## PROBLEM TO SOLVE
Pick out every line of the items below that contains the string "mask" and copy it. Uppercase and lowercase letters count as different.

## PROVIDED INFORMATION

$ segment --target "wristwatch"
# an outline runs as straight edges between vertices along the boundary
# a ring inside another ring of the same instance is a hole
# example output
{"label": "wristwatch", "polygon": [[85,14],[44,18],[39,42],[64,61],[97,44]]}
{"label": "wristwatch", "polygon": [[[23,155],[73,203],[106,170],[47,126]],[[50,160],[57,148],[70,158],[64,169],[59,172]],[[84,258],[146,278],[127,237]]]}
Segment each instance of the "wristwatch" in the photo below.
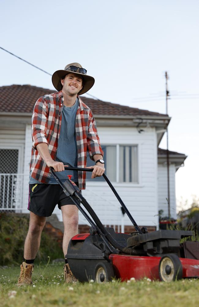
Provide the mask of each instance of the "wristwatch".
{"label": "wristwatch", "polygon": [[99,159],[99,160],[97,160],[97,161],[96,161],[96,164],[98,162],[100,162],[100,163],[101,163],[102,164],[104,164],[104,161],[102,159]]}

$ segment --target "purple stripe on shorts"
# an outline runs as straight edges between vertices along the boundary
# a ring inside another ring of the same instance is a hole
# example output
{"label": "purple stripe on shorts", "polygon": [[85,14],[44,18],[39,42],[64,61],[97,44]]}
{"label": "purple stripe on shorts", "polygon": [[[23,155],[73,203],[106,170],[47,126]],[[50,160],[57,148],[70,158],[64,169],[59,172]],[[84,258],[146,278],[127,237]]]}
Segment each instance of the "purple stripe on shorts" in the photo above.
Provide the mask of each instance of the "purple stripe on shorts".
{"label": "purple stripe on shorts", "polygon": [[30,185],[29,185],[29,194],[28,194],[28,210],[29,210],[29,207],[30,207]]}

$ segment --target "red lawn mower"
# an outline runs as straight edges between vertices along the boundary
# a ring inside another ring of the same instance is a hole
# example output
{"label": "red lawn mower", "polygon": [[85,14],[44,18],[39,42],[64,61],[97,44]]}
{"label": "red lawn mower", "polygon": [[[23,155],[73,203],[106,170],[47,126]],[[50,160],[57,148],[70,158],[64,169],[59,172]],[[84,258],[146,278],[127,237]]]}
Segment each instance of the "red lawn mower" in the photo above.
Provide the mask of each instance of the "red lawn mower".
{"label": "red lawn mower", "polygon": [[[90,169],[65,169],[92,172]],[[113,278],[122,281],[134,278],[169,282],[199,277],[199,242],[185,241],[192,231],[159,230],[148,233],[137,224],[105,174],[103,176],[133,225],[130,234],[115,233],[104,227],[75,184],[63,184],[51,168],[50,172],[91,224],[89,233],[78,234],[70,240],[66,257],[75,276],[81,282],[93,279],[103,283]],[[77,201],[80,201],[92,219]]]}

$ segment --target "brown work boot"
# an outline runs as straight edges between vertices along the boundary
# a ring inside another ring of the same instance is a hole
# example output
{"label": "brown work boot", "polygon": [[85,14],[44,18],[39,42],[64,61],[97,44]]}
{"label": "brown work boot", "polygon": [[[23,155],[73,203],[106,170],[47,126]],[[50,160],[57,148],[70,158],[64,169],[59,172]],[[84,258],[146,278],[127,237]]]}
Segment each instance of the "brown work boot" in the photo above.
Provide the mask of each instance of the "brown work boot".
{"label": "brown work boot", "polygon": [[20,267],[21,271],[17,286],[17,287],[21,287],[21,286],[32,285],[32,273],[33,271],[34,264],[28,264],[24,262],[21,264]]}
{"label": "brown work boot", "polygon": [[75,277],[71,271],[68,263],[64,265],[64,282],[66,282],[67,284],[75,284],[78,282],[78,281],[77,278]]}

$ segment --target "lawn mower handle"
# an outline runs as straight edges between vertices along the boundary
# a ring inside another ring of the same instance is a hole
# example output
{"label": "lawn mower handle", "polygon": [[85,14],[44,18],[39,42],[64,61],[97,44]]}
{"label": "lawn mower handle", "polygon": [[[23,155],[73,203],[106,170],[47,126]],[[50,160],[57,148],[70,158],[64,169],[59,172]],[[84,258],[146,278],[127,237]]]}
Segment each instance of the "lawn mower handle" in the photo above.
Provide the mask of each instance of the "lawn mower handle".
{"label": "lawn mower handle", "polygon": [[[68,166],[64,166],[64,169],[67,169],[68,170],[76,170],[76,171],[82,171],[85,172],[92,172],[93,170],[93,169],[88,169],[85,168],[81,168],[80,167],[70,167]],[[124,204],[122,200],[120,197],[119,196],[118,193],[116,191],[115,188],[113,186],[112,184],[111,184],[110,181],[107,178],[106,175],[104,173],[102,176],[103,176],[104,178],[106,181],[107,182],[110,186],[111,189],[113,192],[114,194],[116,196],[116,197],[117,197],[118,200],[119,201],[122,207],[124,208],[125,212],[126,212],[127,216],[129,217],[130,221],[133,223],[133,226],[135,227],[135,229],[136,230],[136,231],[138,231],[141,234],[142,234],[143,233],[143,232],[140,229],[138,225],[137,224],[137,223],[136,223],[136,222],[135,221],[133,218],[133,216],[130,213],[130,212],[127,209],[125,205]]]}

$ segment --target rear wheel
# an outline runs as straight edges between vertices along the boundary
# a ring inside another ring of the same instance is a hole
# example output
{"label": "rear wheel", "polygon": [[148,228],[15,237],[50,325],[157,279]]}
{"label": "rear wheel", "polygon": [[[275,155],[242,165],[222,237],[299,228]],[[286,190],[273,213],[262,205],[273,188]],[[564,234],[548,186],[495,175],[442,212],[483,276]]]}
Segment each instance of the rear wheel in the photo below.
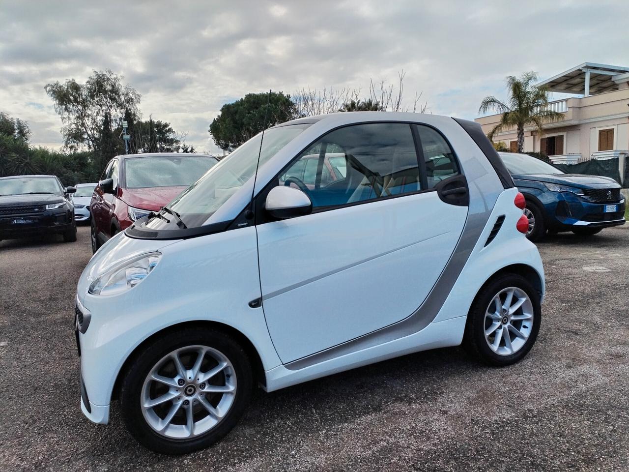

## EXERCISE ANSWER
Provide the mask of each instance of the "wristwatch".
Provide the mask of each instance of the "purple stripe on shorts".
Provide the mask of each instance of the "red lawn mower".
Provide the mask of each instance of the "brown work boot".
Provide the mask of each instance of the "lawn mower handle".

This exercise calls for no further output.